Page extract Start Marker
What happens when global supply chains are disrupted? Did we forget what happened during the pandemic? Do we want that level of volatility when it comes to staple food items?
We have no doubt that Canada’s food sovereignty can be upheld while also advancing our relationship with the United States. Suggesting that this cannot happen without undercutting our supply managed sectors feels absurd.
Supply management supports 339,000 full-time jobs and contributes $30.1-billion to Canada’s GDP, with farms in every province. Canadians know they can count on dairy, poultry and egg farmers to provide reliable access to nutritious food products.
Why risk compromising that?
Roger Pelissero, Chair, Egg Farmers of Canada West Lincoln, Ont.
David Wiens, President, Dairy Farmers of Canada Grunthal, Man.
Tim Klompmaker, Chair, Chicken Farmers of Canada Asphodel-Norwood, Ont.
Darren Ference, Chair, Turkey Farmers of Canada Monitor, Alta.
Brian Bilkes Chair, Canadian Hatching Egg Producers Chilliwack, B.C.
Page extract End Marker
Extracted entries Start Marker
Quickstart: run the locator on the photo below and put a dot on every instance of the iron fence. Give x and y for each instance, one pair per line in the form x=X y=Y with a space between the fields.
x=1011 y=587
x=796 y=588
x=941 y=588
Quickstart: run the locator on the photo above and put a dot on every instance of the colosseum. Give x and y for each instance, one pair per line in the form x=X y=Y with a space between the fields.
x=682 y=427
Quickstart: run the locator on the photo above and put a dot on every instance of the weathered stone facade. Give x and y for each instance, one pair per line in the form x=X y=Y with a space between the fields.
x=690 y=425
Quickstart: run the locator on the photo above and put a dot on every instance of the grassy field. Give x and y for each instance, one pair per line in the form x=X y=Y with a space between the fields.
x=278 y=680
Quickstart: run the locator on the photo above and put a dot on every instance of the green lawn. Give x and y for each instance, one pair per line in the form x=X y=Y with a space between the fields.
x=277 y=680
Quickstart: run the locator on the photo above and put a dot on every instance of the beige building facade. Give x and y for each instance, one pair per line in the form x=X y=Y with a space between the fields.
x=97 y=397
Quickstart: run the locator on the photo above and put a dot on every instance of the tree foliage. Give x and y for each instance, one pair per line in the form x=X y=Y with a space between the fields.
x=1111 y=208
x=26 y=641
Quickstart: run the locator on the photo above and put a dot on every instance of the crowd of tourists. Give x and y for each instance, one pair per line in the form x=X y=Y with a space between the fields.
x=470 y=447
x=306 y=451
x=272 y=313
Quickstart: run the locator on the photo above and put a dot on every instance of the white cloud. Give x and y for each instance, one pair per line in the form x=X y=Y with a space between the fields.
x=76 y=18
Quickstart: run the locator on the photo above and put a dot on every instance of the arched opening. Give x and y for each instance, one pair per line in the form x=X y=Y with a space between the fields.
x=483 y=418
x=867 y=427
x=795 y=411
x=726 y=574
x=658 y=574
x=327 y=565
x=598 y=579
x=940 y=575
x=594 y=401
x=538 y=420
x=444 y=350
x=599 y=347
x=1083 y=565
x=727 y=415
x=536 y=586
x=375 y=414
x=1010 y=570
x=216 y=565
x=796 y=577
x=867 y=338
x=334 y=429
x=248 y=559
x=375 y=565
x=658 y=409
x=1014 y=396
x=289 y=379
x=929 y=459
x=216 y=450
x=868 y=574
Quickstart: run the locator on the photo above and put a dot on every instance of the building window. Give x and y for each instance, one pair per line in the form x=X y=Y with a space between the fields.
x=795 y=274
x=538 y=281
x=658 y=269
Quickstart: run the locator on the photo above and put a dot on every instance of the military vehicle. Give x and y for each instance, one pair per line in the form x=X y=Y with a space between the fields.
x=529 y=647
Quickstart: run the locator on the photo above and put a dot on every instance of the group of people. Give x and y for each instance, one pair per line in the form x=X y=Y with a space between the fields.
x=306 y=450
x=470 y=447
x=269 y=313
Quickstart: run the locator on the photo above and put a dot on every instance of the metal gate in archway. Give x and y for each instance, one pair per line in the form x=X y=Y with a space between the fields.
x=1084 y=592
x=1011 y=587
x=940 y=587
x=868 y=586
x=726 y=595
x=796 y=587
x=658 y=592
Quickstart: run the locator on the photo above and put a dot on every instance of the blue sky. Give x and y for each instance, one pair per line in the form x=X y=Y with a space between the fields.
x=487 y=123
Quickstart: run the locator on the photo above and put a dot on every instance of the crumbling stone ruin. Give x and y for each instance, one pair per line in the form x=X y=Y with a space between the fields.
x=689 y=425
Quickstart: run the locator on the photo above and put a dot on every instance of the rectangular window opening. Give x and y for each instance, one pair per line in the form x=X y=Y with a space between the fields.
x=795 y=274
Extracted entries End Marker
Exercise set:
**a)** According to the supply management letter, how many full-time jobs does supply management support?
**b)** Please list every organization named among the signers of the supply management letter.
The records are separate material from the supply management letter.

Answer list:
**a)** 339,000 full-time jobs.

**b)**
- Egg Farmers of Canada
- Dairy Farmers of Canada
- Chicken Farmers of Canada
- Turkey Farmers of Canada
- Canadian Hatching Egg Producers